▶ **GIVEN PROBLEM**
Update the rows from the line containing "Where can you see the green hill" through the line containing "point(36, 143)" by changing "green hill" to "grassy slope", leaving everything else as it is.

** START OF MATERIAL TO PROCESS **

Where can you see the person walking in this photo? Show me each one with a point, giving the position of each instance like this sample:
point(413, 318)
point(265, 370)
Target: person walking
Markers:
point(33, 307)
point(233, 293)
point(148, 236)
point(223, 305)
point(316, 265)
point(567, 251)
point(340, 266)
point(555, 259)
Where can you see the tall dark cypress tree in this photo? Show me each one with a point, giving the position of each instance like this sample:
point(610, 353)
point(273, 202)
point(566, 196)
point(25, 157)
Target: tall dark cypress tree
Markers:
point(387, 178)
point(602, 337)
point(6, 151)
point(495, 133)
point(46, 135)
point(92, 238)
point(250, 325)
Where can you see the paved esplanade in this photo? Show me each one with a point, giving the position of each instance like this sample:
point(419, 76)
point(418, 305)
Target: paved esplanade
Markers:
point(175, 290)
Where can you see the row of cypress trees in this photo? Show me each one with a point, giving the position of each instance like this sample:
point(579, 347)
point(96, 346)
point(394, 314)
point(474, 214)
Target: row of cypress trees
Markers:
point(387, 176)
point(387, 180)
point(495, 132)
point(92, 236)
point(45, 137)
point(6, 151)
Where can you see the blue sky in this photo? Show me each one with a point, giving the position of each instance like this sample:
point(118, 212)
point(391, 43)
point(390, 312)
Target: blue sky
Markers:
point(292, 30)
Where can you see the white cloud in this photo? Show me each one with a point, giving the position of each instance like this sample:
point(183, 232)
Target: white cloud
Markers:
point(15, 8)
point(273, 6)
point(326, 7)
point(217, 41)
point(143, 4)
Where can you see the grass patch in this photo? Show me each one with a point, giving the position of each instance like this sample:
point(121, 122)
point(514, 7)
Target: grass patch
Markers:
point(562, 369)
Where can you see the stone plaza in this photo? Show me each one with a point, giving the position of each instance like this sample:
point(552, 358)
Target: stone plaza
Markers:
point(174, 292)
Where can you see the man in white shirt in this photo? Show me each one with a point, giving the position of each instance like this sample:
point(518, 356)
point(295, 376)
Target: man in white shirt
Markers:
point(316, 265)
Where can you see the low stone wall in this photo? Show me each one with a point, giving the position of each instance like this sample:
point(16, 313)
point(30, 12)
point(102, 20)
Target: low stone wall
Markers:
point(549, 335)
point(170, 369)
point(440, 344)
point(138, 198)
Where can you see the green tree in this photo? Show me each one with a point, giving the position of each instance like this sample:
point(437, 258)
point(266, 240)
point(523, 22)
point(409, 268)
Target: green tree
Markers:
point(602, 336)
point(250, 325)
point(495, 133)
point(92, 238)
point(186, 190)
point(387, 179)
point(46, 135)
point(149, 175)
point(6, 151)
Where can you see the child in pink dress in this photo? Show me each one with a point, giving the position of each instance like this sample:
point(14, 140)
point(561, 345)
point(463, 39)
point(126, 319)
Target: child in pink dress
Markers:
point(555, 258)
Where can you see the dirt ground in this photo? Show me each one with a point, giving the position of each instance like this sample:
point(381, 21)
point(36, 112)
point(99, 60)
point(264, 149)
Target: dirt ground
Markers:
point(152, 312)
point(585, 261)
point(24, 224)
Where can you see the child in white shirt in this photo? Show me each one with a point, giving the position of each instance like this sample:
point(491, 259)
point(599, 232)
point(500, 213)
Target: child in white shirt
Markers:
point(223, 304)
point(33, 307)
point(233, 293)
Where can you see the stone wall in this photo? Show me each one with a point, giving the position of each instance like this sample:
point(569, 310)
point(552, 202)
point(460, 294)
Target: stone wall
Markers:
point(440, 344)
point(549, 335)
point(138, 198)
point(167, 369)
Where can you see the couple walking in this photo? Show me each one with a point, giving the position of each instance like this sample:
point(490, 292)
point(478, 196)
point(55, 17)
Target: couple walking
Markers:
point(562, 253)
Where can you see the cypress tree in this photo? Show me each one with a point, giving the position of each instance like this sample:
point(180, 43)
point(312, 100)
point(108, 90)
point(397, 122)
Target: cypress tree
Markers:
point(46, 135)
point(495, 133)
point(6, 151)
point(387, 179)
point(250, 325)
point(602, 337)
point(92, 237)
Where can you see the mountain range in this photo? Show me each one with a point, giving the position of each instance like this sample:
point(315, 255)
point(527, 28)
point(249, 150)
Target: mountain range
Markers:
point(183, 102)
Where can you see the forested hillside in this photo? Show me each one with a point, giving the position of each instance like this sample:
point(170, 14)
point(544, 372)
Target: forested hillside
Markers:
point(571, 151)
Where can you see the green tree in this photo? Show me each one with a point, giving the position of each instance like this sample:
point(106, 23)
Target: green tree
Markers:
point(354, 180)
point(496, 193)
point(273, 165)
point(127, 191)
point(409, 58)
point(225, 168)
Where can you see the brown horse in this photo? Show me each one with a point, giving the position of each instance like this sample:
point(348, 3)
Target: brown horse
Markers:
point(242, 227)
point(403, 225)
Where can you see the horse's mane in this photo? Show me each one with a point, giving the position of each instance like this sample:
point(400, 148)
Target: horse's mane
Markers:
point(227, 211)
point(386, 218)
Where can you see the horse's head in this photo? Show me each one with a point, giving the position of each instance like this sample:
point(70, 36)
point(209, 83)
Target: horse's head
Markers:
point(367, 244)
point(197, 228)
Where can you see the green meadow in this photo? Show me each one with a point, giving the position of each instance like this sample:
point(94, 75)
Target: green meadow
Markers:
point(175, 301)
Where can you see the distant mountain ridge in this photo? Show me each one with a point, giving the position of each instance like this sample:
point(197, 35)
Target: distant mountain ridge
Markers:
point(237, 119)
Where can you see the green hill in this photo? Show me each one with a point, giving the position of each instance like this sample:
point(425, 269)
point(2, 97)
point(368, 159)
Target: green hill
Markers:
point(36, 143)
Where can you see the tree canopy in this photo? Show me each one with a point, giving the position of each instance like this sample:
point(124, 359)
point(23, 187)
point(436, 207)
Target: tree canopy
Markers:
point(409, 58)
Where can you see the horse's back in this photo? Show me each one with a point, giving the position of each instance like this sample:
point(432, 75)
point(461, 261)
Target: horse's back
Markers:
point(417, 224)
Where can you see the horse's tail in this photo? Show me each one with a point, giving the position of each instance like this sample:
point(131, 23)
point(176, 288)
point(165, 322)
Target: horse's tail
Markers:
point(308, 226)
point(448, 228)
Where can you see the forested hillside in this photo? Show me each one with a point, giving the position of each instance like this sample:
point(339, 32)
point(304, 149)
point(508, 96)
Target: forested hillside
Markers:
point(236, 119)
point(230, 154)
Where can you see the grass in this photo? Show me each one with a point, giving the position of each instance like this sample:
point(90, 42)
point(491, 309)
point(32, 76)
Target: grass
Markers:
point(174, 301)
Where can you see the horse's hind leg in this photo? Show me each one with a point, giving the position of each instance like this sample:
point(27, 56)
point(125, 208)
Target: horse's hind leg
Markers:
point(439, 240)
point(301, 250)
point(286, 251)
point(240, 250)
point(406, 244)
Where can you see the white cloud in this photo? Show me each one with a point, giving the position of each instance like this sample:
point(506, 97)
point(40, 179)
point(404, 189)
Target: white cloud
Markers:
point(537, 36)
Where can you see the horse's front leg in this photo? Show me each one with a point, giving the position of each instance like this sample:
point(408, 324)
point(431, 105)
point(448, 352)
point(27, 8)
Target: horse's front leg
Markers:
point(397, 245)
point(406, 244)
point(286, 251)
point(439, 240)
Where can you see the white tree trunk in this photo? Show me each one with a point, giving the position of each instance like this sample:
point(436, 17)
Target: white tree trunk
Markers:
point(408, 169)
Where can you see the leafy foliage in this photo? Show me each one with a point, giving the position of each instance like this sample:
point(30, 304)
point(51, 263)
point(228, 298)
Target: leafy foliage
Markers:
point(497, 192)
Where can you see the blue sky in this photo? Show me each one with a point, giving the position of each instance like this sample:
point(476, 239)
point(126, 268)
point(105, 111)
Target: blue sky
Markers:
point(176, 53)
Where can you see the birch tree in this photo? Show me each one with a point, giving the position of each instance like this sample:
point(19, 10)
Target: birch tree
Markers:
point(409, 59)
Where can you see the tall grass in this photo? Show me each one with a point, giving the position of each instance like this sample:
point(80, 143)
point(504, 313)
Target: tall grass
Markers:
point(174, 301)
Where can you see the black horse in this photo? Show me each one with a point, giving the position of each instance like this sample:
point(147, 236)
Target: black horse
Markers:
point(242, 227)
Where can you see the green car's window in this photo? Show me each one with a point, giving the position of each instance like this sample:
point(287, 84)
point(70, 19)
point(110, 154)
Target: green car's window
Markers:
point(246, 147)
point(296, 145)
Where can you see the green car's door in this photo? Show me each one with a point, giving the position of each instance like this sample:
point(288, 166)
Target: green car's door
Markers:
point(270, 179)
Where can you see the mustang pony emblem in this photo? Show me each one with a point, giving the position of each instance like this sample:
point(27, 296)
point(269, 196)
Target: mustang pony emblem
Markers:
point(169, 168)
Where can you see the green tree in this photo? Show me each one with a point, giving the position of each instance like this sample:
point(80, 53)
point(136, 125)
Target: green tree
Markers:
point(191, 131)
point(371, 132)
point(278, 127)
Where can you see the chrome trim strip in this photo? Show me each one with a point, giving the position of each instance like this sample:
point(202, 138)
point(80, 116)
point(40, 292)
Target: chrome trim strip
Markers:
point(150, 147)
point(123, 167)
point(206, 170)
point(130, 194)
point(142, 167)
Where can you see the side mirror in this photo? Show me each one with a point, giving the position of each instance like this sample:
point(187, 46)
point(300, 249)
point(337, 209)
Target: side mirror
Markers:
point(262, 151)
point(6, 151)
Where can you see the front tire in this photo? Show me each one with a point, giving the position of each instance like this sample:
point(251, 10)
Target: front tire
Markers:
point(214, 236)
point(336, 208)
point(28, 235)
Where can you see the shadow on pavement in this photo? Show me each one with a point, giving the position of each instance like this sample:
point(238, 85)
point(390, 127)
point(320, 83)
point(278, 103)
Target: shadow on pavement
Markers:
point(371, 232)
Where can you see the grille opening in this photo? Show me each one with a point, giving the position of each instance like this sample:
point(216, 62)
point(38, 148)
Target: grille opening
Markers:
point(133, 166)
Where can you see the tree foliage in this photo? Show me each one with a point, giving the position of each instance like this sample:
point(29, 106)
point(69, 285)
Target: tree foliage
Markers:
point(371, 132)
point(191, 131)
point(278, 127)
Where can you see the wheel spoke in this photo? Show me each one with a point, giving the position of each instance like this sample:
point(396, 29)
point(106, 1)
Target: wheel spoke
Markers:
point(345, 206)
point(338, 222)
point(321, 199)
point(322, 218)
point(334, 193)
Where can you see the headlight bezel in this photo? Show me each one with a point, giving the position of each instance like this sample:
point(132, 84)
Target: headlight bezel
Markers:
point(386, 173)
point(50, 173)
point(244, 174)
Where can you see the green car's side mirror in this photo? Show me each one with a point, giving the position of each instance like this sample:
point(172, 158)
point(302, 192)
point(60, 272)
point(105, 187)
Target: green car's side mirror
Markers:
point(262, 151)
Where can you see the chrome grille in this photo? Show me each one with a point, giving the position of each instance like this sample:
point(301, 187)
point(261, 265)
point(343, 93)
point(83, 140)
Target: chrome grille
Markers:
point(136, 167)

** END OF MATERIAL TO PROCESS **

▶ **FULL OUTPUT**
Where can you see the grassy slope in this photo? Show me each one with a point, giving the position of each instance like this sample:
point(425, 269)
point(2, 97)
point(368, 159)
Target: grassy slope
Markers:
point(36, 143)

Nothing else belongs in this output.